Though in some ways a tribute to Godard, Michel Hazanavicius’s footloose biopic The Redoubtable steers clear of becoming a hagiography. This was by far the most carefree and playful of the 12 French films I saw at Cannes, and it’s a return of the nimble trickster Hazanavicius from The Artist, not the director who made the big-budget dud The Search three years ago.
It’s based on the memoirs of Godard’s second wife, Anne Wiazemsky, who was a 19-year-old philosophy student when she married the director. She also played his leading lady (as his first wife, Anna Karina, whom actress Stacy Martin more closely resembles, once did) in his 1967 dialogue-drenched La Chinoise, about love and revolution among Parisian Maoists. Wiazemsky had just starred in Robert Bresson’s Au Hasard Baltazar.
Viewers of all stripes, and not only film buffs and Francophiles, will gravitate toward this irreverent romp. The film doesn’t take itself seriously (unlike the Godard portrayed here by Louis Garrel, toning down his good looks and amping up his inner nerd). Rather, it acknowledges his place in French film history, while sending up his ego.
Stripped down, the movie straightforwardly covers the beginning of Godard’s fall from grace, at least for many moviegoers. (Gone is the temperament that made Breathless.) In 1967, at age 36, the incredibly prolific and game-changing filmmaker feels driven to top himself. He acts as though he’s already irrelevant, and has declared that only the movies of the Marx Brothers and Martin and Lewis will be worth saving. He becomes the oldest grandstander at university protests, where he tries too hard to act the iconoclast, often going off the deep end (“Jews have now become today’s Nazis.”).

= Dataset =
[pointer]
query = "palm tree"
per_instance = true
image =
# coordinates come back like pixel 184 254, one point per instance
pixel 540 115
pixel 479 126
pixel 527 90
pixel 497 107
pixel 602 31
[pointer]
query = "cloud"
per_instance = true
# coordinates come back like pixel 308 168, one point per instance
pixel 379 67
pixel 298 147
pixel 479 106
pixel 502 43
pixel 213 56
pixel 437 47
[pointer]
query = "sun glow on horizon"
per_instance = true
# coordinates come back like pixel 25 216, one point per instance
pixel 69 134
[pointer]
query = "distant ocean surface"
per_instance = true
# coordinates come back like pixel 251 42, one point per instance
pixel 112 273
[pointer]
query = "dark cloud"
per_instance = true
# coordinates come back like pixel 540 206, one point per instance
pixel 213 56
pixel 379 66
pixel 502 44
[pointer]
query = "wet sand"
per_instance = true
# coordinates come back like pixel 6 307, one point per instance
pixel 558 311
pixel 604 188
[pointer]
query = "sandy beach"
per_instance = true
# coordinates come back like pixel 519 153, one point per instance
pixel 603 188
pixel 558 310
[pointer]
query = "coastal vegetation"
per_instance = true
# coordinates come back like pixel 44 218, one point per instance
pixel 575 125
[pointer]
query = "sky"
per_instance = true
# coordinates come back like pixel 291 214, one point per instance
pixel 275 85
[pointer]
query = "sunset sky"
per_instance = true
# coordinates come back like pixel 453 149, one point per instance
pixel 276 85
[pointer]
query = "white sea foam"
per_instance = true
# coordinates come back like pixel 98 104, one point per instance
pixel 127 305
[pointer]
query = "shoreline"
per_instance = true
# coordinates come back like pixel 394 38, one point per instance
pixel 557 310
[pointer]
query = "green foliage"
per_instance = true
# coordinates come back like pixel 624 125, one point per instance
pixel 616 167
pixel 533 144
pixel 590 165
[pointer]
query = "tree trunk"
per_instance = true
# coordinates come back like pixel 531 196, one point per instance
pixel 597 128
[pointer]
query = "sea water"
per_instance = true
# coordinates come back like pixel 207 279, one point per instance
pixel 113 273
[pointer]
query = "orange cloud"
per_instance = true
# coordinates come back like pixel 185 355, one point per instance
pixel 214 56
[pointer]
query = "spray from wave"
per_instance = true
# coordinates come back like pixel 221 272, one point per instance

= Task requirements =
- a) Extract the passage of The Redoubtable review between "Viewers of all" and "up his ego.", inclusive.
- b) Pick up The Redoubtable review after its final sentence and write the next part.

= Per-task outputs =
- a)
Viewers of all stripes, and not only film buffs and Francophiles, will gravitate toward this irreverent romp. The film doesn’t take itself seriously (unlike the Godard portrayed here by Louis Garrel, toning down his good looks and amping up his inner nerd). Rather, it acknowledges his place in French film history, while sending up his ego.

- b)
With a wink, the film skewers the image of the authoritarian auteur (the first chapter is “Wolfgang Amadeus Godard”; another is entitled “Everything Is Brighter with Mao”), and Hazanavicius borrows from a 1960s filmmaking grab bag, between the vibrant production design to the manipulation of sound, to name just a few tricks. However, it’s odd that Wiazemsky takes on a reticent role in her own story, though Hazanavicius’s Godard does make it hard for anyone to get in a word edgewise.
The film also depicts Godard, along with other filmmakers, wanting to shut down the 1968 Cannes Film Festival in protest against the structure of the country’s film industry and in solidarity with the striking workers and demonstrating students. The event was, in fact, interrupted by the unrest. But instead of protesting in Cannes, Godard and Wiazemsky have an idyllic sojourn on the Riviera, though he rallies against the villa’s capitalist owner (while accepting the hospitality).
It’s difficult to imagine a complete shutdown happening today; the festival is the country’s biggest media event. It’s also a well-run, unstoppable machine. No matter that the streets and screening rooms are congested and the accommodations exorbitant, let alone that the selections are of unpredictable quality. The number of films to recommend, without hesitation, was fewer in number than in 2013, 2014, or 2015. Even those who have sworn not to return the following year eventually give in. The lure of binging on films, and the search for that one favorite film, is too strong to resist.